> **How to complete this task**
For the entries below, the result should be an exact transcription of the lines from the one with "Where can the player's" up to and including the one with "Where can the player in", and only those.

> **Data provided**
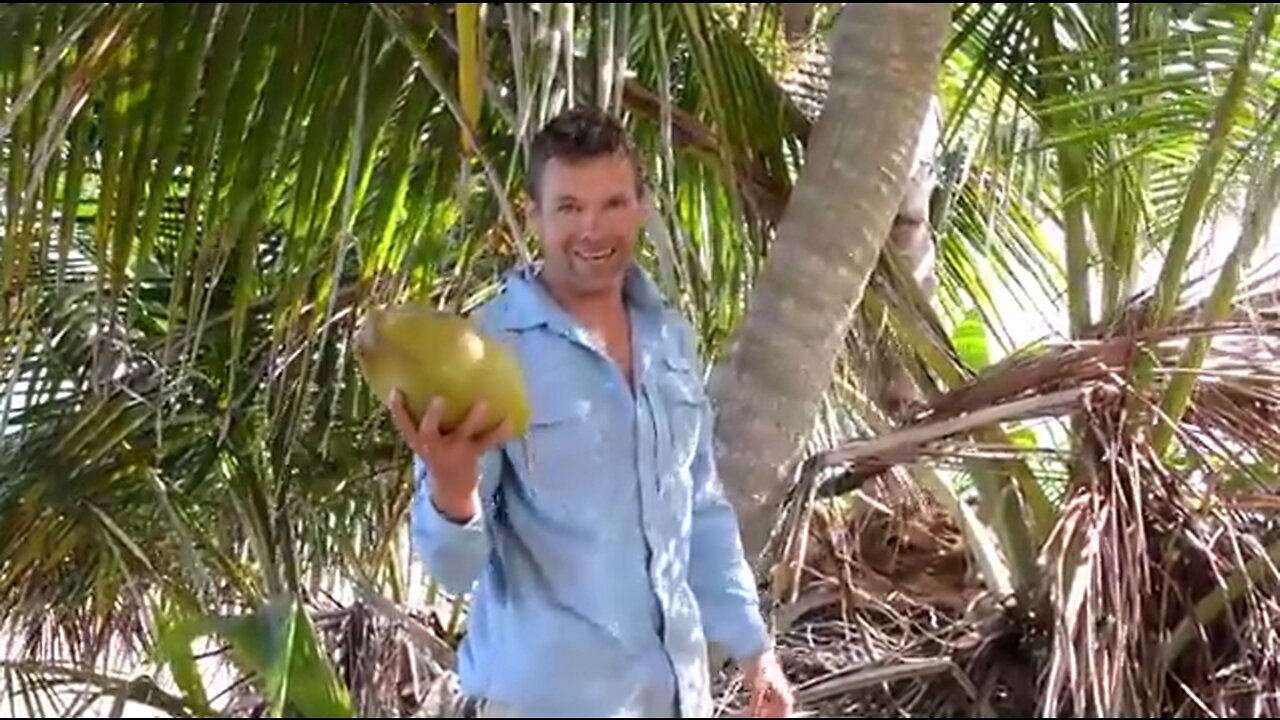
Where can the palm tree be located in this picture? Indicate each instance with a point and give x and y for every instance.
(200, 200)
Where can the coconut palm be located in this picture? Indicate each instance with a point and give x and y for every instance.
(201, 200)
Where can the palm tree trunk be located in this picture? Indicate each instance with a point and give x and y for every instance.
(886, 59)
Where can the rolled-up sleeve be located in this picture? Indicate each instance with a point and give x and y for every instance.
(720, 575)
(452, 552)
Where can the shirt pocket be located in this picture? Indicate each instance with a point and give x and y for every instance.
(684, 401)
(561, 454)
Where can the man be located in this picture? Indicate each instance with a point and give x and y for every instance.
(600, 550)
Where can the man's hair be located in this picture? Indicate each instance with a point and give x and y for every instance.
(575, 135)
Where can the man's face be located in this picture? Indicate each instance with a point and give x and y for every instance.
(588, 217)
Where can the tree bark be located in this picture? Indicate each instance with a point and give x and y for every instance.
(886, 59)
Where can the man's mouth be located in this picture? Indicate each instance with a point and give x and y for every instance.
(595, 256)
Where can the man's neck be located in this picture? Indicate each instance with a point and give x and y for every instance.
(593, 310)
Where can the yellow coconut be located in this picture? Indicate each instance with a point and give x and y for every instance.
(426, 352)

...

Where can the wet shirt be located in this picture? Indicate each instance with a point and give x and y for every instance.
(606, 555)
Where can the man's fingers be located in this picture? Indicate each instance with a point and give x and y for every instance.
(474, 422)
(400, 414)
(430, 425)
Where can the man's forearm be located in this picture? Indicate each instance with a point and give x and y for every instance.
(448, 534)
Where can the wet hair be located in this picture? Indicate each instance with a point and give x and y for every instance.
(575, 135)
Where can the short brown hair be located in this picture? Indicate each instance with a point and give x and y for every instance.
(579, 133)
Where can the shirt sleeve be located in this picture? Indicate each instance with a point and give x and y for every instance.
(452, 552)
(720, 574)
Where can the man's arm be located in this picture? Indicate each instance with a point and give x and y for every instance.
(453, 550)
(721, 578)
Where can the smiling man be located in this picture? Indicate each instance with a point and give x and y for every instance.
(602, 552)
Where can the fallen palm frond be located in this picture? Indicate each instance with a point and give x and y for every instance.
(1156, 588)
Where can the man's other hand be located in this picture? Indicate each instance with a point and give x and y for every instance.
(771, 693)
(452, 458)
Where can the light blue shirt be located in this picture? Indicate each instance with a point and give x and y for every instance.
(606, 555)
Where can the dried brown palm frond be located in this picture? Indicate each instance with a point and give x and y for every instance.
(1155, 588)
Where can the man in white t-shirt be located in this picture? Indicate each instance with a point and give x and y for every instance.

---

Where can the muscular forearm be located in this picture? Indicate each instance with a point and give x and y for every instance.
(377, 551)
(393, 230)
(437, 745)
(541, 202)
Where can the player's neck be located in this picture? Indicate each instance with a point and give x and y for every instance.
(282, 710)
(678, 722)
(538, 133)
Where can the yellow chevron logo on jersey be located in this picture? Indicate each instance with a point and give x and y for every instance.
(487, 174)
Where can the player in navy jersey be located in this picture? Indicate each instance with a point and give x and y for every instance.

> **Solution for this exercise**
Where can the player's neck be located in this picture? Indicate each instance with a point and give x and y for every instance.
(282, 710)
(678, 722)
(538, 133)
Where can the yellow chevron logo on jersey be located in this picture? Indicate each instance with a point and give x and y for every instance.
(487, 174)
Where can the player in navy jersey be located in this picture? Indicate each instance with a point and give x and y for every instance.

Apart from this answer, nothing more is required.